• Exercise aim: Only the lines from the one containing "The component shall locate the ski" through the end of the data below should be copied, each exactly as written and with both ends kept.

• Task material:
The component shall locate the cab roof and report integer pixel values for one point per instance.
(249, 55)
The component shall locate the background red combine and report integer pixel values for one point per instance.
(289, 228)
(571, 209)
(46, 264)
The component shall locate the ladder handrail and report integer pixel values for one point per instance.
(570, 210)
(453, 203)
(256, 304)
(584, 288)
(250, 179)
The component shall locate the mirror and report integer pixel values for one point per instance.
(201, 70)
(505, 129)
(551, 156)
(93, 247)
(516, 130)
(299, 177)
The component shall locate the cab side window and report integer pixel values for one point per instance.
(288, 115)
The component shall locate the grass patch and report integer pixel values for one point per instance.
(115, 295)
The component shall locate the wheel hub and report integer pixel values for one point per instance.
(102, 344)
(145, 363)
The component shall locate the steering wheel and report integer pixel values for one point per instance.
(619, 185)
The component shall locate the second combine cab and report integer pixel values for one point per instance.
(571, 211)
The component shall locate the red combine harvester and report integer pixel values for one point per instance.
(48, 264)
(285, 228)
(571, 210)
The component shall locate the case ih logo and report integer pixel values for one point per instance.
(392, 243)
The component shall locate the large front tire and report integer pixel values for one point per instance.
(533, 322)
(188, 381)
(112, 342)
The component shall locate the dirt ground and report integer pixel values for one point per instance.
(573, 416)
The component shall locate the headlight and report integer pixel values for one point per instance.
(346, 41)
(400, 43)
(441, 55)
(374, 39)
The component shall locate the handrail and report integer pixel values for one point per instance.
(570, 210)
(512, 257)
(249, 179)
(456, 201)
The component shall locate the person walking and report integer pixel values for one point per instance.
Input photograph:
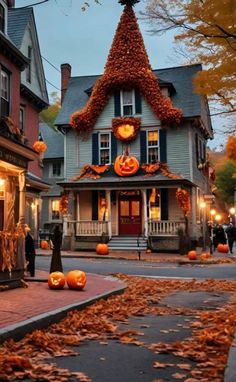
(231, 234)
(56, 264)
(29, 251)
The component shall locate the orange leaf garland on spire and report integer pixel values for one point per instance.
(127, 67)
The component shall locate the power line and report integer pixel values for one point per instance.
(51, 64)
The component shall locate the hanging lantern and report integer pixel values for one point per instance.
(40, 146)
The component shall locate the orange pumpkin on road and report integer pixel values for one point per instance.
(76, 279)
(126, 165)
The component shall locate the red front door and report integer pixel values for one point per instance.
(130, 217)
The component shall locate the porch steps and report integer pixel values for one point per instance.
(127, 243)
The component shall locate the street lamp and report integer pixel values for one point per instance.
(203, 207)
(232, 216)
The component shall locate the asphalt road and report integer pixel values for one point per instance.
(165, 270)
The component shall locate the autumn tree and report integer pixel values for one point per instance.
(207, 29)
(49, 115)
(226, 182)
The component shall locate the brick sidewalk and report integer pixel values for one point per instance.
(26, 309)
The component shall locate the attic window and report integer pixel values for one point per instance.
(2, 18)
(127, 102)
(28, 70)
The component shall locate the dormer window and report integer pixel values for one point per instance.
(28, 69)
(2, 18)
(127, 102)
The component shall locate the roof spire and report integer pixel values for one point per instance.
(131, 3)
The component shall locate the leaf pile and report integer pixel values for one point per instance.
(212, 333)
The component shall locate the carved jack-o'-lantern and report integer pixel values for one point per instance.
(126, 165)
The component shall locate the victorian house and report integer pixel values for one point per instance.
(135, 148)
(23, 96)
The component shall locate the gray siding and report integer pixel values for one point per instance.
(178, 151)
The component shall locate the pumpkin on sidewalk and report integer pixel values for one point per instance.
(102, 249)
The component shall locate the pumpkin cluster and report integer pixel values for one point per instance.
(183, 199)
(75, 280)
(127, 68)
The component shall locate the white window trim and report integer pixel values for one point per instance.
(50, 211)
(51, 171)
(104, 148)
(158, 145)
(122, 104)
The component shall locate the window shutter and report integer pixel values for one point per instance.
(143, 147)
(117, 105)
(164, 204)
(163, 154)
(95, 148)
(197, 148)
(138, 102)
(94, 205)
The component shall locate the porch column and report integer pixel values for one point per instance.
(144, 197)
(22, 189)
(108, 215)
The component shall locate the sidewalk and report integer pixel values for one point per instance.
(23, 310)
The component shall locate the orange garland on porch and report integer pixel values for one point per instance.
(91, 171)
(183, 199)
(152, 168)
(128, 68)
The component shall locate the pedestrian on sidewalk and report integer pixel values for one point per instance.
(29, 251)
(56, 264)
(231, 234)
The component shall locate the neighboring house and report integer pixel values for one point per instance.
(132, 137)
(21, 30)
(53, 172)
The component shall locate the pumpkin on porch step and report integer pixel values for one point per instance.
(223, 248)
(102, 249)
(56, 280)
(76, 279)
(192, 255)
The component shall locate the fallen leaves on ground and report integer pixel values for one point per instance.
(206, 349)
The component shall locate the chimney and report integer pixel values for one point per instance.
(65, 77)
(11, 3)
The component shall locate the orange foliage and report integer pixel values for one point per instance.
(127, 67)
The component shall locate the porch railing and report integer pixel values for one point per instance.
(164, 227)
(85, 227)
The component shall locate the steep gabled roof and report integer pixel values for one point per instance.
(127, 67)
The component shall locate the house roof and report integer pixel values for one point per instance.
(18, 19)
(54, 140)
(180, 77)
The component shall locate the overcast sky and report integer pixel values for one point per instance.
(83, 39)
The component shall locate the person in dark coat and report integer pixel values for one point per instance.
(56, 264)
(231, 234)
(220, 236)
(29, 251)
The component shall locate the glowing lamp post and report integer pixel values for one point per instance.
(203, 208)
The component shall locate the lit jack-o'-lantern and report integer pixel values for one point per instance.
(76, 279)
(56, 280)
(126, 165)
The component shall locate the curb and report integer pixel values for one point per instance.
(230, 371)
(42, 321)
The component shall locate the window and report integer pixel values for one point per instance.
(5, 93)
(22, 119)
(104, 148)
(152, 146)
(127, 102)
(28, 69)
(154, 204)
(2, 18)
(55, 211)
(56, 169)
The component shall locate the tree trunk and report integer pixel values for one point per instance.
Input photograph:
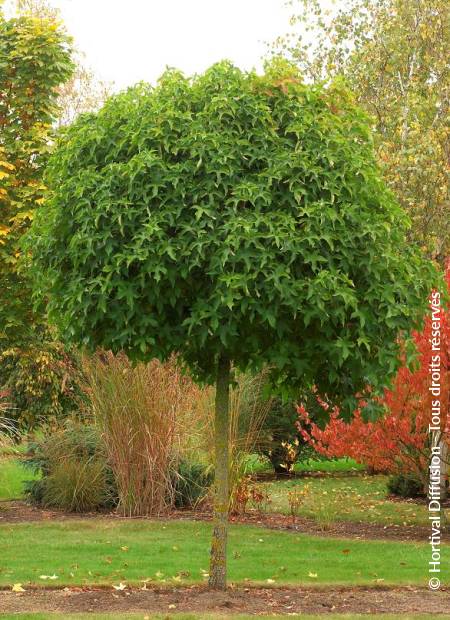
(218, 564)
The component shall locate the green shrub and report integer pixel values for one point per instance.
(280, 440)
(191, 484)
(405, 485)
(75, 475)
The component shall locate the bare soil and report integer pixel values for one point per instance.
(234, 601)
(20, 512)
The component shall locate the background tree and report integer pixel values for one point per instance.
(400, 442)
(394, 56)
(234, 219)
(83, 91)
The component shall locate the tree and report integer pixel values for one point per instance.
(279, 439)
(400, 441)
(394, 56)
(234, 219)
(34, 62)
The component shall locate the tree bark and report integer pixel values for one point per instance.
(218, 563)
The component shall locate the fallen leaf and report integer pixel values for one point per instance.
(121, 586)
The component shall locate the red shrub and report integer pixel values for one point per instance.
(400, 441)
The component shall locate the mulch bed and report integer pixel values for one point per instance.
(259, 601)
(20, 512)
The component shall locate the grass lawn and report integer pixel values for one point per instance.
(109, 551)
(352, 498)
(256, 464)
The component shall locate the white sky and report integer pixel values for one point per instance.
(130, 40)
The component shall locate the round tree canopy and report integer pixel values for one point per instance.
(234, 214)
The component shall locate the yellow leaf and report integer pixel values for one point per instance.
(7, 165)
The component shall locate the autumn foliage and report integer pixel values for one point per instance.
(399, 442)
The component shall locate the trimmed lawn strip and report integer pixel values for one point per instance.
(353, 498)
(103, 551)
(12, 477)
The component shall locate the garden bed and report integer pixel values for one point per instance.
(20, 512)
(235, 601)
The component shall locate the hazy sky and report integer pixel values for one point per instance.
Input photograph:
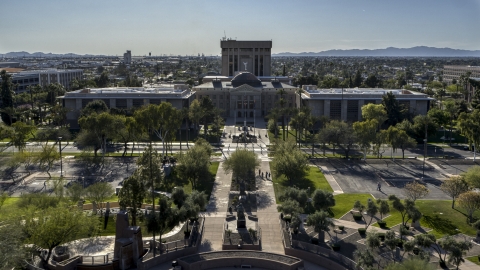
(191, 27)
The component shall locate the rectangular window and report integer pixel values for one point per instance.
(336, 109)
(352, 110)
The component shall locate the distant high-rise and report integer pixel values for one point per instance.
(127, 57)
(251, 56)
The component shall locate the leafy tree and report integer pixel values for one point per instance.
(321, 222)
(207, 107)
(290, 207)
(75, 191)
(13, 252)
(357, 81)
(20, 133)
(406, 209)
(164, 218)
(159, 119)
(150, 168)
(383, 208)
(193, 164)
(372, 240)
(412, 263)
(295, 194)
(472, 176)
(469, 127)
(415, 191)
(454, 186)
(53, 227)
(132, 195)
(47, 157)
(195, 114)
(288, 160)
(372, 81)
(322, 200)
(53, 91)
(97, 106)
(395, 112)
(365, 132)
(364, 258)
(469, 200)
(103, 80)
(7, 97)
(101, 126)
(179, 196)
(371, 209)
(242, 163)
(99, 192)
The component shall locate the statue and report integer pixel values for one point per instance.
(240, 211)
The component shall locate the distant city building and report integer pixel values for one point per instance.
(23, 79)
(454, 72)
(346, 104)
(179, 95)
(127, 57)
(250, 56)
(9, 64)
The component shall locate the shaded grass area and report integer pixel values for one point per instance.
(474, 259)
(206, 185)
(439, 216)
(314, 179)
(344, 203)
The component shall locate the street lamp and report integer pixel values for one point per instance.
(61, 164)
(424, 156)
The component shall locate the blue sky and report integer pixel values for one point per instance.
(191, 27)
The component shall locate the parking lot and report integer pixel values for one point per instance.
(356, 176)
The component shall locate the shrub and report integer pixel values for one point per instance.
(382, 224)
(357, 216)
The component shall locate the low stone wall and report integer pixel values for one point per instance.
(255, 259)
(314, 258)
(244, 247)
(145, 264)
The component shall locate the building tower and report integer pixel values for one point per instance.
(127, 57)
(251, 56)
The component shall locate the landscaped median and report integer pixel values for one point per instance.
(240, 259)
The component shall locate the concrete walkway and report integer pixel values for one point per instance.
(216, 212)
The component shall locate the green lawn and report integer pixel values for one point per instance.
(474, 259)
(206, 185)
(313, 180)
(344, 203)
(439, 216)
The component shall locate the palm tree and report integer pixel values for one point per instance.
(321, 222)
(282, 103)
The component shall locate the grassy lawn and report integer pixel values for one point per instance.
(313, 180)
(205, 185)
(344, 203)
(439, 216)
(474, 259)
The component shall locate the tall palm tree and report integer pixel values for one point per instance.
(281, 104)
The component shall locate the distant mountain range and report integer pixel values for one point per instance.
(419, 51)
(46, 55)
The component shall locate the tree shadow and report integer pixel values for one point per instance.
(440, 224)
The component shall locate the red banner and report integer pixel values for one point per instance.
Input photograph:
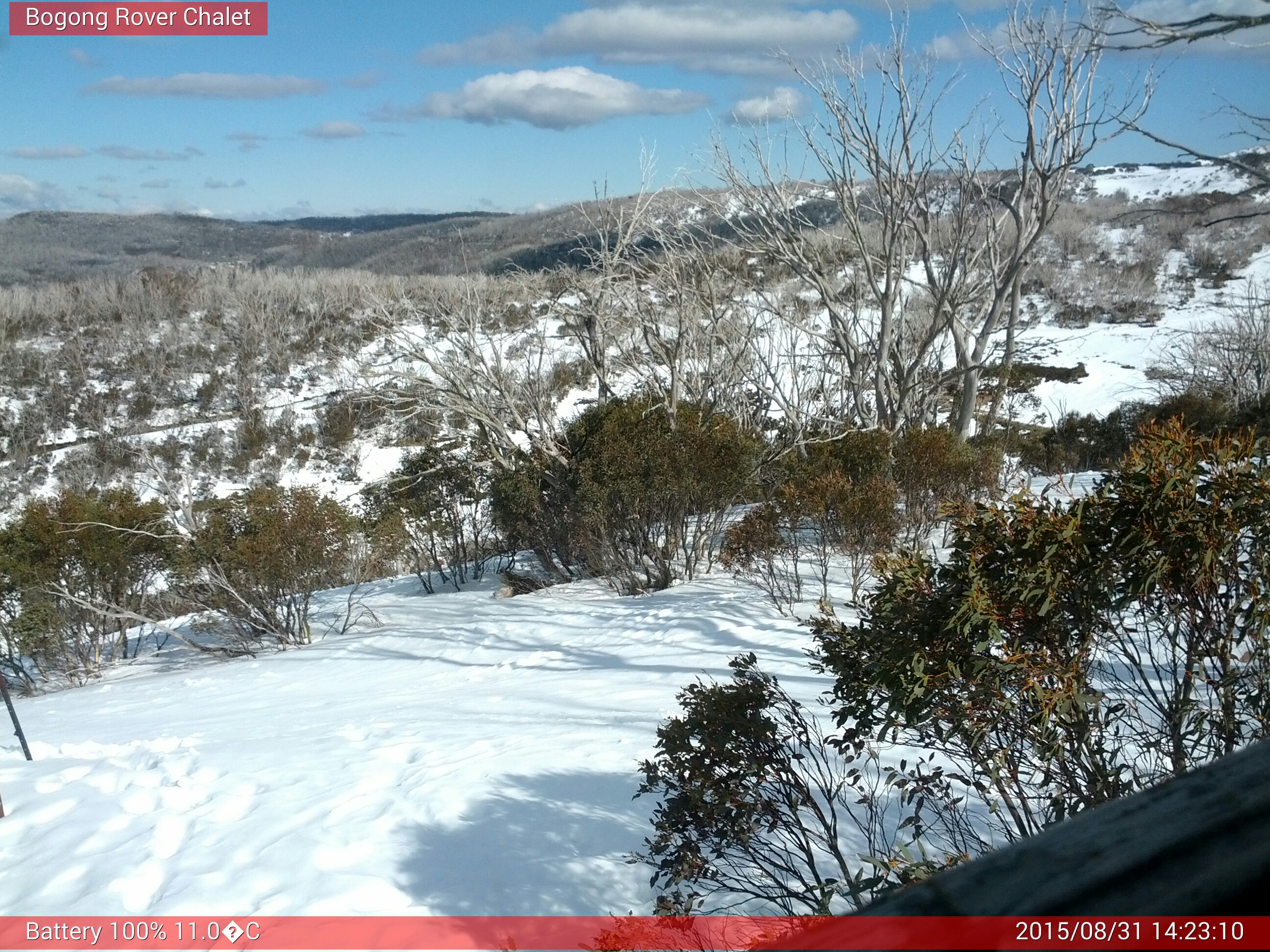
(139, 20)
(703, 933)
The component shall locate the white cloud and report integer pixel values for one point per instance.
(337, 129)
(363, 80)
(144, 155)
(782, 103)
(46, 153)
(248, 142)
(84, 59)
(209, 85)
(21, 194)
(698, 36)
(550, 99)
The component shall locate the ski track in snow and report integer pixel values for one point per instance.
(470, 756)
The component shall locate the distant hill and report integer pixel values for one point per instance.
(376, 222)
(40, 247)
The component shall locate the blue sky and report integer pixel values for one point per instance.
(352, 107)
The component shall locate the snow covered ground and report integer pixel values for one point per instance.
(1142, 183)
(470, 756)
(1117, 356)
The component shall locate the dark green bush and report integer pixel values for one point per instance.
(260, 558)
(934, 469)
(440, 504)
(640, 499)
(72, 568)
(1067, 654)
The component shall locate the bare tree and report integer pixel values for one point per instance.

• Result of the task:
The component shall locate the ski track in snow and report integer pixel values for one point per instance.
(470, 756)
The component shall locate the distant hill and report integer pixel values for one point per instance.
(376, 222)
(40, 247)
The component shall locate the blue sky and report integer pixel values for one point per instance.
(352, 107)
The component shall locate the snow covered ground and report integer pixel values for one point per instance.
(1142, 183)
(470, 756)
(1117, 356)
The component shall locate the dark green bush and report integer pixel values for one point per instance.
(260, 558)
(934, 469)
(440, 504)
(640, 499)
(72, 568)
(1067, 654)
The component shall locate the bare tree and report integer pixel values for one point per instance.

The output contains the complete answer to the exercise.